Estratto del documento
>>>>
«Non è importante la vita. Importante è cosa si fa della vita» (Beppe Niccolai - Roma, Dicembre 1984)

Anno II - n° 5 - 15 Agosto 1993

 

l'archivio memoria

Un fedele disubbidiente.

Dino Grandi da Palazzo Chigi al 25 luglio



II 28 ottobre del 1922 gli Italiani, nella stragrande maggioranza, indossarono la camicia nera; molti, anzi, se l'erano già messa da qualche tempo. Il 25 luglio del '43, in gran parte se la toglieranno, anche se qualche mese dopo, in un paese spaccato a metà, qualcuno la ritirerà fuori dal cassetto o per disperato amore oppure per forza. Sugli anniversari i giornali si gettano da sempre con appassionata foga: ed è giusto che sia così, perché la gente vuoi sapere, capire, scoprire. O magari ricordare. Così, se nel '92 a settant'anni di distanza, si è parlato di ogni minimo retroscena della Marcia su Roma, quest'anno storici, giornalisti ed anche gazzettieri di quart'ordine ce la metteranno tutta perché non resti nemmeno un angolino oscuro di quella fatale estate del '43, quando il Duce dagli altari precipitò nella polvere per volontà di molti dei suoi, per inerzia di molti altri e magari per qualche altra segreta ragione che forse verrà fuori dai cassetti della storia.
Strana cosa il fascismo: anche chi lo detesta, come se l'Aventino o la Resistenza fossero elementi dell'attuale dibattito politico e quindi corresse l'obbligo di scegliere, ne è segretamente affascinato o, per lo meno, incuriosito.
«Se non ci fosse stato, dovremmo inventarlo», mi diceva anni fa Pier Maria Paoletti, direttore di "Storia Illustrata", quando gli chiedevo come mai dedicasse tante copertine del
mensile al famigerato Ventennio, ai suoi simboli, ai suoi uomini. «I lettori sono golosi di questi argomenti», osservava. Già, e magari, indipendentemente da come la pensino in politica, si schierano. Nel senso che, se, ad esempio, si ricostruisce il profilo di un gerarca, c'è chi si arruola tra i suoi sostenitori e chi tra i suoi detrattori. Addirittura sulla base della simpatia o dell'antipatia, prima di informarsi e documentarsi, e quindi essere in grado di riflettere e di dare dei giudizi non avventati.
Prendiamo, visto che siamo in tema di 25 luglio, un personaggio come Dino Grandi: suscita in genere antipatie anche in coloro che approvano o giustificano l'ordine del giorno che mandò a picco Mussolini. Degli altri non è nemmeno il caso di parlare: per loro, Grandi è un traditore, e basta.
<<<<
Materiale di lavoro
>>>>
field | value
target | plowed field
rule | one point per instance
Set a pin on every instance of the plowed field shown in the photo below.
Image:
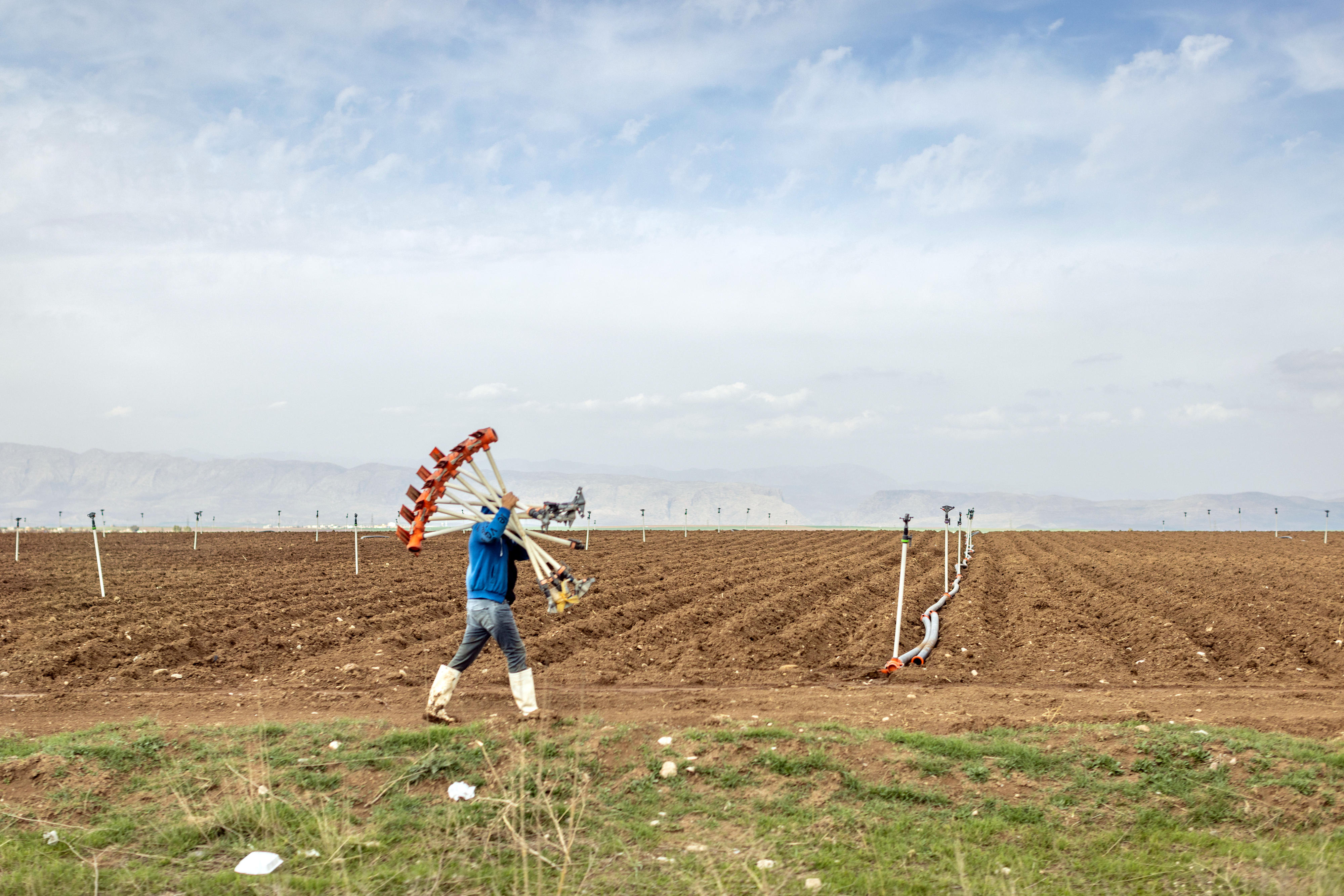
<<<<
Attività da svolgere
1. Ricopia senza alcuna modifica tutte le righe dei record, tralasciando le immagini.
2. Prosegui l'articolo su Dino Grandi a partire dall'ultima frase riportata.
L'articolo su Dino Grandi e i record sono materiali distinti.

Risultati
1.
field | value
target | plowed field
rule | one point per instance
Set a pin on every instance of the plowed field shown in the photo below.
Image:

2.
Per mettere a fuoco il controverso personaggio, abbiamo scelto uno studioso da anni impegnato a scavare nelle carte del gerarca: Paolo Nello, che insegna Storia Contemporanea all'Università di Pisa, è già autore del volume "Dino Grandi. La formazione di un leader fascista" (II Mulino, 1987), relativo agli anni 1895-1929 (data di nascita e data di nomina a ministro degli Esteri del ras romagnolo) e da in questi giorni alle stampe, sempre per II Mulino, il secondo volume della biografia: "Un fedele disubbidiente. Dino Grandi da Palazzo Chigi al 25 luglio".

D — Nello, che cosa deve fare o non fare lo storico ?
R — II compito dello storico è quello di cercare, ordinare, comprendere. Mettendo al bando ogni pregiudizio, impegnandosi invece ad esprimere i suoi giudizi sine ira et studio. Più che mai quando ci si occupa di cose contemporanee: crescono i documenti ma cresce anche la tendenza a lasciarsi coinvolgere ideologicamente. E invece lo sguardo deve essere lucido. Sembrano considerazioni scontate; eppure sono ricorrenti, tanto per fare un esempio, i fraintendimenti, i piccoli o grandi attacchi faziosi nei confronti dell'opera di Renzo De Felice, che è lo storico che più ampiamente e obiettivamente ha saputo scavare nel cuore del fascismo. Da De Felice mi viene un insegnamento di serenità, che ho tenuto presente in ogni circostanza, sia quando mi sono occupato del movimento giovanile fascista, sia quando i miei interessi si sono spostati sulle battaglie frondiste del GUF pisano, sia dacché ho incominciato a lavorare alla biografia di Grandi. Questo è revisionismo? Ma lo storico fa sempre revisione, nel senso che rende sempre più compiuta, sulla base dell' intelligenza dei documenti, cioè della ricerca accurata, la sua visione dei fatti e dei personaggi.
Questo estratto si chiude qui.